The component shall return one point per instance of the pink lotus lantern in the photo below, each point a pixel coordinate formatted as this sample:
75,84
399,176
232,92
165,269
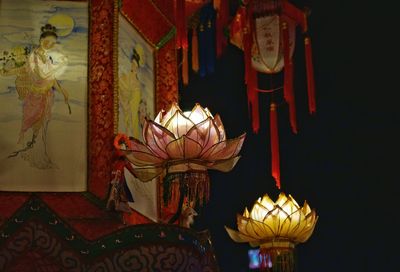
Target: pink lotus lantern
180,147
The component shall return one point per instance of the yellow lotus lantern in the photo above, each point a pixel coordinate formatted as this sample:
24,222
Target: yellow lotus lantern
276,227
182,146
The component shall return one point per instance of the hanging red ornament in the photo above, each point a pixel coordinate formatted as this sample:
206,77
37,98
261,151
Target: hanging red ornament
275,145
266,31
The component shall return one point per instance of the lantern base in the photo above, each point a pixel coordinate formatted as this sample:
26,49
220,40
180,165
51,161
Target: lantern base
277,256
187,189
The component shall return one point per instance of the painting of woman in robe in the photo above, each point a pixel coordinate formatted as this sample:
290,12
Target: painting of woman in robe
35,83
43,95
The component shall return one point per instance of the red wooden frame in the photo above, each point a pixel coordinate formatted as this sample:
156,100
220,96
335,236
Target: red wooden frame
103,16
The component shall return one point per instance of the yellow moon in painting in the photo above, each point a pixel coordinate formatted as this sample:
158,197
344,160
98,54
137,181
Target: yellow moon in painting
64,24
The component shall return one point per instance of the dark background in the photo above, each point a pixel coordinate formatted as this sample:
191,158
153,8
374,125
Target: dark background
344,160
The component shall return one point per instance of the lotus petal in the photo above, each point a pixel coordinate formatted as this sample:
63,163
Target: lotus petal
197,115
168,115
220,126
179,124
283,219
205,132
142,158
157,138
183,148
224,150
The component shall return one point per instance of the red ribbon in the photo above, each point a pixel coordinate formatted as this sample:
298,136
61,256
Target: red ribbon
288,77
310,76
275,145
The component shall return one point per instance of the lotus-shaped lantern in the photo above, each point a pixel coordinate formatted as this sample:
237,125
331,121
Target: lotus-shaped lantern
276,227
184,144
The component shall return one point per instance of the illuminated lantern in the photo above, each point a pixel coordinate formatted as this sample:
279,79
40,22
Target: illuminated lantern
266,31
275,227
180,147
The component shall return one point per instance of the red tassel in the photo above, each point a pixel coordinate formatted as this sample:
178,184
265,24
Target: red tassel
185,66
195,50
275,145
222,8
288,78
250,76
180,21
310,76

----------------

From the line containing "the lotus petal" to the last line of the material, please quote every line exactly and only those.

The component shall return one point per instance of the lotus petal in the photo above, each point a pixel coordinate formatted as this sample:
63,163
Target: lotus petal
197,115
168,115
220,126
179,124
283,219
205,132
142,158
157,138
183,148
224,150
The component shall return one point per instance of the red ribbon in the photo above, each point a pixel coordinate formatted as this sample:
298,136
61,256
Target: red ribbon
288,77
310,76
275,145
The component shall return one point per instance of the lotus-shaped lantern in the photo above, each point a pixel coordinate formatted as this sample:
237,125
331,121
Target: lotus-shaped lantern
276,227
184,144
The component shall return one point per instance of the illuminated lantern in the photo above, each point a pixel coordinate formatted as this sample:
279,79
40,22
Target: illuminated lantern
266,31
275,227
180,147
The component shall return one point per instance of the red tassel in the photo above, each point a pixel coordinate formatted as this sample:
178,184
265,24
Target: red tassel
185,66
195,50
275,145
222,8
288,78
250,76
180,21
310,76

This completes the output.